▶ **Формулировка задания**: О чем поэма, над которой, согласно фрагменту страницы, работает отвечающий на вопросы в момент прихода собеседника?
==== Фрагмент страницы ====
— Что такое взросление в вашем понимании? Заканчивается ли оно когда-то или длится всю жизнь?
— Наверное, взросление никогда не заканчивается. Интересное совпадение — вы пришли как раз в тот момент, когда я пишу поэму о метаморфозах, которые происходят с человеком в течение жизни. Может, это одна из главных моих поэм. Конечно, в жизни есть разные периоды: есть возраст наиболее активный, наиболее пригодный для продуктивной деятельности, и возраст, когда делать что-то становится сложновато, потому что с автоматики переходишь на ручное управление.
Мне представляется, что смысл жизни в происходящих изменениях. Вот то, чего хотят от нас Господь и природа — не бояться перемен, которые ожидают нас здесь и там, на другом свете. Между нашими представлениями о мире и нами самими существует неразрывная взаимосвязь. С возрастом меняется взгляд на вещи: мы перестаем видеть то, что видели в юности, но начинаем замечать вещи, которых раньше не видели.
— У вас есть строфа «Знаешь, что такое старость?/ Старость — когда в сердце лед…». Мне кажется, осадок прожитых лет — это как раз тот лед, который заставляет человека черстветь и покрываться коркой пуленепробиваемого цинизма. Как с этим бороться?
— Да, вы правы. С этим очень трудно бороться. Может быть, единственное, что мне помогает, — это моя профессия. Работа была и остается самым главным, независимо от того, что мне уже девятый десяток.
==== Перечень материалов ====
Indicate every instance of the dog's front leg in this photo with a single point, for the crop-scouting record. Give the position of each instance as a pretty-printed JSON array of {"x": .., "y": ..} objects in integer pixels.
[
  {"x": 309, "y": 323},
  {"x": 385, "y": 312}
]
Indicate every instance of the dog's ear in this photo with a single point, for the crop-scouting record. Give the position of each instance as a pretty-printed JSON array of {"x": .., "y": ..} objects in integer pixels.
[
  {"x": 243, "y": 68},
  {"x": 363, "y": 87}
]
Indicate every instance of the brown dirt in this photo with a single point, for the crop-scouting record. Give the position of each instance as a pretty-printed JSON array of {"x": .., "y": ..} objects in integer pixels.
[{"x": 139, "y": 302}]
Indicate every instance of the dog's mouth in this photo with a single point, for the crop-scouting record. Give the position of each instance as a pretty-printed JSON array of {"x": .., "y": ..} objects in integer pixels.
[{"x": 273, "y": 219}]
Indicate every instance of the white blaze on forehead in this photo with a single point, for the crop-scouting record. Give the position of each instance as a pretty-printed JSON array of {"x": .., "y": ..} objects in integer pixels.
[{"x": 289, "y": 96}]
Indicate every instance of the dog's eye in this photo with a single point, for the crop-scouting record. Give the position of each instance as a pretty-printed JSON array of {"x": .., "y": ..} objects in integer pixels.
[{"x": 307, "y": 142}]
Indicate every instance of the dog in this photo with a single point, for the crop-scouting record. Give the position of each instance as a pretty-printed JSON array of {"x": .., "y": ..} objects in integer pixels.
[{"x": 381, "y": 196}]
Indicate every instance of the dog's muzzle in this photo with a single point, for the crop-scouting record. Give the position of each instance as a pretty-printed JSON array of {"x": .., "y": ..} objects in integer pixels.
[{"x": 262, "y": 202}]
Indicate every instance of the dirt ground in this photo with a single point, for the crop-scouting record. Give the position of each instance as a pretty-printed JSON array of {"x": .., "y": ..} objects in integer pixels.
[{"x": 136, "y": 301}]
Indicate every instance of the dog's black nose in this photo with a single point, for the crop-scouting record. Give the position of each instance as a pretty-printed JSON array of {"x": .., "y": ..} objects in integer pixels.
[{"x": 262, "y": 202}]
====
▶ **Письменный ответ**: О метаморфозах, которые происходят с человеком в течение жизни.